THE EXERCISE | Every line from the one containing "drop a dot on every instance of the fresh" to the final line of the material below must be reproduced exactly; leave out all other lines.

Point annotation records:

☆ ☆ ☆ ☆

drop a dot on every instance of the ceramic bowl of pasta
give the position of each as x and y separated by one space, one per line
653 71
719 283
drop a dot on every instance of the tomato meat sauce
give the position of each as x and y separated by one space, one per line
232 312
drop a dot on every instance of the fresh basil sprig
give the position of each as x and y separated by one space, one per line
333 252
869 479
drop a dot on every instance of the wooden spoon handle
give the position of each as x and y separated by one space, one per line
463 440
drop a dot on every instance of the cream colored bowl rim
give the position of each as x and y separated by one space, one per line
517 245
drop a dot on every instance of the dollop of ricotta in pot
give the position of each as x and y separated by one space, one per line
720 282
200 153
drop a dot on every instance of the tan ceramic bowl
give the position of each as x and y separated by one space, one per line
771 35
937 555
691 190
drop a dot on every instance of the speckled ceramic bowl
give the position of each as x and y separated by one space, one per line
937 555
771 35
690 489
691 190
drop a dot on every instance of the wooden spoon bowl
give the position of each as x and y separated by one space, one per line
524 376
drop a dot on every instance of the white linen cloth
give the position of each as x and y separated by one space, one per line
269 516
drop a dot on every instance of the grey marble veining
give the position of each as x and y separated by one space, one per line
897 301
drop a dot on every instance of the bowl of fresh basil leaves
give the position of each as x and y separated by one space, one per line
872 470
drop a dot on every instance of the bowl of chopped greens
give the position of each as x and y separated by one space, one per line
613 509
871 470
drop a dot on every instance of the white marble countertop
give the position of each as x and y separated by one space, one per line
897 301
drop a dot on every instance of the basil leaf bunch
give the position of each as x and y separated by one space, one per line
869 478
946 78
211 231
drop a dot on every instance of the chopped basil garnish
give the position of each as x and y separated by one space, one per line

☆ ☆ ☆ ☆

TASK RESULT |
drop a dot on every instance of the fresh basil sprig
give the position of each as x and y separated by one space, one per line
333 252
869 479
drop a dot on every instance of the wooden spoon handle
give the position of each as x and y separated by one space, one per line
463 440
drop a dot on every instance of the cream colored bowl rim
give the position of each as x and y separated by one space, one per line
517 245
drop a dot on every instance of the dollop of ricotta in pot
give the position of each as x and y separated by one space, one per line
720 282
200 153
drop a dot on every instance of the tan ceramic bowl
give the position of each as x and y separated by one space, one per line
771 35
937 555
691 190
drop a dot on every instance of the speckled ceramic bowl
give the position of each as x and y separated by one space, one per line
937 555
771 35
690 489
691 190
drop a dot on every instance of the wooden spoon bowl
give the position of each as x and y separated by one space, one per line
524 376
drop a dot on every instance of the white linen cloth
give the position of each as x and y separated by one space, one per line
269 516
drop a dot on every instance of the grey marble veining
give the position of each as x and y separated by one space, one per line
897 301
drop a dot on every instance of the bowl of fresh basil leaves
give the position of each as x and y separated by one space, one per line
872 470
drop a dot on every instance of the bowl of chopped greens
give the position of each as x and y separated by one space, one per line
613 509
871 470
drop a dot on every instance of the white marble countertop
give the position of each as x and y separated by one space, one per line
897 301
drop a dot on every instance of the basil leaf bunch
give the position of each as x and y separated by one space, one per line
869 478
946 78
211 231
drop a dot on every instance of the chopped basil garnish
give the position of each as x and y separated by one space, one per line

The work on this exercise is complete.